What you have to do: Could you return every record below exactly as it is written?

The records:
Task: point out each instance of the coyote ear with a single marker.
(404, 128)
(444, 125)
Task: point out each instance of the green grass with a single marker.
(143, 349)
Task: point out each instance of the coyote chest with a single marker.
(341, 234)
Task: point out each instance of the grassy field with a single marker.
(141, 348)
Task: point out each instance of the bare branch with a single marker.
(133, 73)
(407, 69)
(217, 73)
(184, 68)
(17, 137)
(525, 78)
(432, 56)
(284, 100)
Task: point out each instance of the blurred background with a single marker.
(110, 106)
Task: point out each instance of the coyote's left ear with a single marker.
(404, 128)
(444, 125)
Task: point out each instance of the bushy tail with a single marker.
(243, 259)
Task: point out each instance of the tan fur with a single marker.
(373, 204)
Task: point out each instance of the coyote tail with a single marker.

Solution to the exercise:
Task: point out each instance of the coyote ear with a single marker.
(404, 128)
(444, 125)
Task: point out each instance of the green grass with a single marker.
(143, 349)
Task: point out each instance of the coyote chest with a single marker.
(341, 234)
Task: point out each instance of the grassy field with a single marker.
(141, 348)
Task: point out each instance of the bare branch with a single marker.
(133, 73)
(407, 69)
(217, 73)
(184, 68)
(17, 137)
(525, 78)
(432, 56)
(284, 100)
Task: point out each instance of the blurred background with a single marker.
(110, 106)
Task: point out each instance of the coyote's left ear with a single marker.
(404, 128)
(444, 125)
Task: point out each instance of the bushy tail with a single marker.
(243, 259)
Task: point out each instance of the tan fur with a single marker.
(373, 204)
Task: point out each instance of the coyote tail with a single marker.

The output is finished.